### PAGE EXTRACT
+++

Good luck. I take it you have shorted ANZ to back up your view of $10 SP?

I don't short stocks, nor do I need to. Not holding dogs is a big enough reward.
 
What stocks do you hold then Dhukka? And just to clarify, are you saying ANZ is a dog?
 
Dhukka (and Julia) - thanks for your fears but you need not worry. The reason I continue to hold a small amount of ANZ shares is for the same reason I bought them to start with - to get a discount on my Margin Loan. Nothing else really. Not emotional love.

Like everyone here I am disappointed with the banks disclosure on the US writedowns (not just the lack of, but what seems to me to have been misleading or simply lies). I cant see how they can justify this and perhaps there is grounds for a class action.

I sold my other Big 4 holding - WBC - at $26.50 for a capital profit about 6 months ago when the credit crunch was becoming more obvious. Dhukka after you bagged BBI - it went up! and I sold for a profit (no love lost lol). So perhaps it was you whom made the mistake in not reading the market correctly? (Julia I sold GTP for a capital profit, not as big as I would have liked though. Do you hold any banks Julia?).

The thing is Dhukka - I guess you would have told someone not to buy BBI at 60c, given your opinion of this stock? Now they are 90c. For a trader this would have been a killing. I guess what I am trying to say is that anyone can say they were wise after the fact. Anyone can bag things after a situation or news develops and especially in a bear market. (BBI has no refinancing in the near future, perhaps why the SP is recovering strongly as 'panic and fear' is subsiding to more rational trading).

+++

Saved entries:
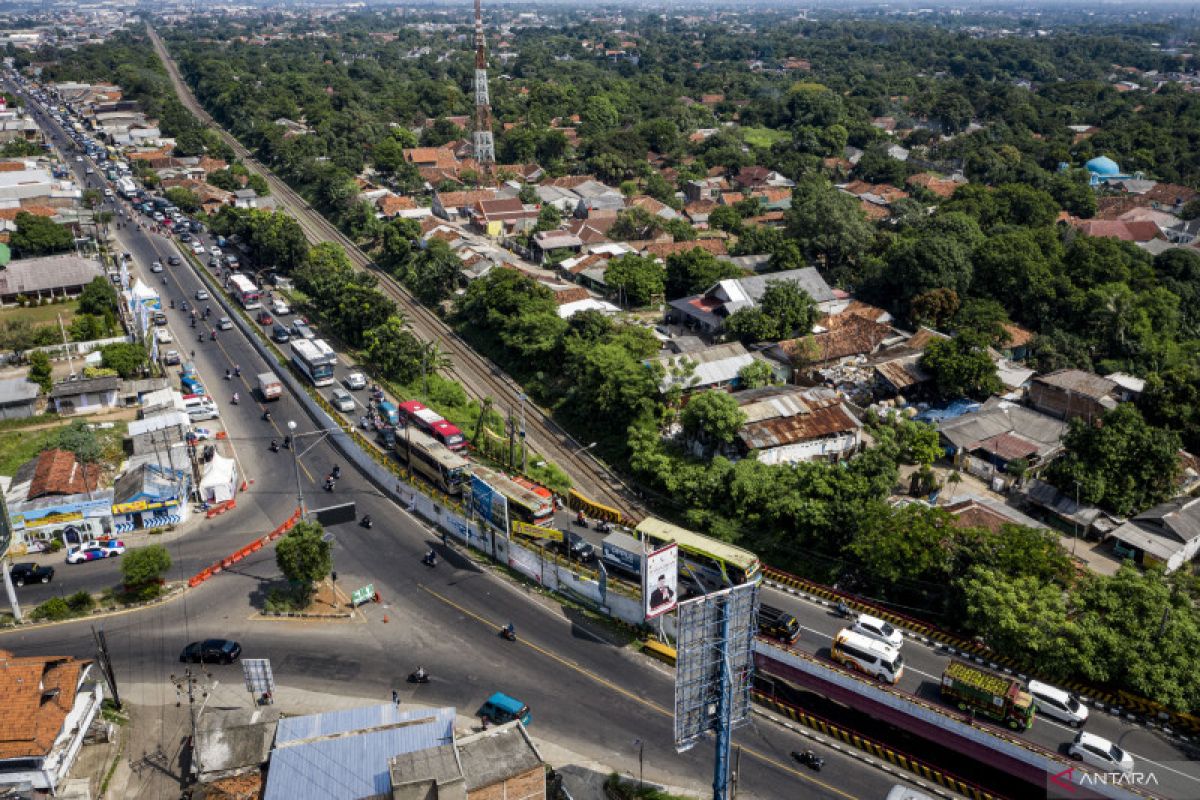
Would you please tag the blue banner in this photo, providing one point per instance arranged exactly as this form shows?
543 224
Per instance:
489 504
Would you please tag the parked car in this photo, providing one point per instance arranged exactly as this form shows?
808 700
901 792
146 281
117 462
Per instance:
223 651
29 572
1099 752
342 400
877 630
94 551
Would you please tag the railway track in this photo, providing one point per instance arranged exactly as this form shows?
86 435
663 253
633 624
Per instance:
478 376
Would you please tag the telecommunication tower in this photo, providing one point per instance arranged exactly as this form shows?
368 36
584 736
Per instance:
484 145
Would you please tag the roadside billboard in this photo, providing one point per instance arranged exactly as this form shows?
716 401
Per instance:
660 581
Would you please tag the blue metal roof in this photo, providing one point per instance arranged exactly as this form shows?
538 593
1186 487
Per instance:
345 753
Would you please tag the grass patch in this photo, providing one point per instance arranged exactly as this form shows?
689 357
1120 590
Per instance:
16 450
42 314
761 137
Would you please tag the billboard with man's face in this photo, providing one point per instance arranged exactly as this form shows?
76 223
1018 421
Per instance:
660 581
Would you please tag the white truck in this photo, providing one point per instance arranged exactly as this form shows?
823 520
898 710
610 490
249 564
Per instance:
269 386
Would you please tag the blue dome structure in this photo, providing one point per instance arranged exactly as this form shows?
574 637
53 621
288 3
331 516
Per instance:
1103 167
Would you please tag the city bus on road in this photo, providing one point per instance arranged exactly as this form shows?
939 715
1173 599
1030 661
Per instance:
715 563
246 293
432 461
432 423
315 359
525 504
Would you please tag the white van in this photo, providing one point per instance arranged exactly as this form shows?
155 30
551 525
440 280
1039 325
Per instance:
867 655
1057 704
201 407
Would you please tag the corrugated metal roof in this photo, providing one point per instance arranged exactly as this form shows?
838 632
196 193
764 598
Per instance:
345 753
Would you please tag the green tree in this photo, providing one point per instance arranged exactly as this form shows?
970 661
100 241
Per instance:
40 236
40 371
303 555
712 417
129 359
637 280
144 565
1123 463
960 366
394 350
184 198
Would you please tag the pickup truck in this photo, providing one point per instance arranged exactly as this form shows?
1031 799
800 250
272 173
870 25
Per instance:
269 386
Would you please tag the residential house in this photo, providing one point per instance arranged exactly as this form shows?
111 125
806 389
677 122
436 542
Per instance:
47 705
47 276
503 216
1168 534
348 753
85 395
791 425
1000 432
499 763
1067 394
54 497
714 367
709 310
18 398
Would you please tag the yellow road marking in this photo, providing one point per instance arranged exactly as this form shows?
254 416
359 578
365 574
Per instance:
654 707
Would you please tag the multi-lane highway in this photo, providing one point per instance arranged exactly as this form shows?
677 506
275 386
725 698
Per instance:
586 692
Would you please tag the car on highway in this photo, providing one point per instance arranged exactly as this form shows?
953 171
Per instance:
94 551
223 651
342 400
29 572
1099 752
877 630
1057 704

+++

### ASSIGNMENT
Carry on the forum discussion about holding ANZ and other stocks, starting right after its last sentence.

### ANSWER TO THE EXERCISE
The thing to note is that the market is not always rational (especially in Bull / Bear / Dot com / Uranium / Credit Crunch markets) - despite you often having good fundamental observations. Sometimes a trader trades purely on technicals, market mood, sometimes over selling, sometimes reaction to some specific news, and sometimes on fundamentals. Best is a wholistic combination to calculate a trade. Perhaps why I made profit on BBI trades when it was all doom and gloom as far as you were concered.

Anyway back to the topic and less about me. ANZ is strongly pushing growth into Asia (yes they got greedy with US subprime). Is there anything other than the current news out that makes you think ANZ will hit $10? Do you think it is their domestic exposure or their US exposure that will cause this? Do you disagree that Australian banks are not profitable? Given that domestic housing price demand is still high and that the banks cover their asses significantly with LMI, I am not convinced that this will cause much of a contribution to domestic concerns. My 2c.

Nicks, you are willing to hold ANZ and accept a capital loss in order to gain a discount on your margin loan. Gee, I wonder what your next great idea is??
 
What stocks do you hold then Dhukka? And just to clarify, are you saying ANZ is a dog?
I own just 2 stocks, you can see what I hold on my blog and how they've done. I record what I do as I do it.

ANZ is now back at prices that it was in 2001. Is that not a dog of a performance? I believe, maybe wrongly, that the headwinds facing ANZ and other financials over the next couple of years will mean that they will continue to have dog like performance for a while yet.

Just to be clear, I'm sure you'll be able to point out in the coming months times when the stock rallies and you could have made profits by trading it and that I was wrong. However as an 'investor' that doesn't really interest me.
 
Dhukka - Sorry didnt read all your quotes. Hope you didnt spend too much time digging it all up.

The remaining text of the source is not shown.